↓
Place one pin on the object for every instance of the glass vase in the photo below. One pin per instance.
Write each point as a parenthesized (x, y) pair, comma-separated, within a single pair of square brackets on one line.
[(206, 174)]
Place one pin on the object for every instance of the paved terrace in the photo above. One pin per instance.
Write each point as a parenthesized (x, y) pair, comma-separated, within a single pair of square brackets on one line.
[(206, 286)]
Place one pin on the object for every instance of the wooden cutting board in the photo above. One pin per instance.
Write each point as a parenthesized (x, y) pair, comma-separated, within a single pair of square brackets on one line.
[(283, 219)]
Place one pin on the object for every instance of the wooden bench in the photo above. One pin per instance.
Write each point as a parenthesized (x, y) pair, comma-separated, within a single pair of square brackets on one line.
↑
— EXERCISE —
Could you restate, word for word, every line from the one containing "the wooden cutting" through the last line of the records above, and nothing more?

— RESULT —
Place one pin on the object for every instance of the wooden cutting board in the photo above. One pin per instance.
Write each point as a parenthesized (x, y) pair, comma-separated, within a single pair of square brackets on one line.
[(283, 219)]
Place one pin on the object for every instance of the wooden bench in the photo above. One pin per instance.
Write each point as a parenthesized (x, y) pair, comma-separated, within a single pair of square brackets on one line.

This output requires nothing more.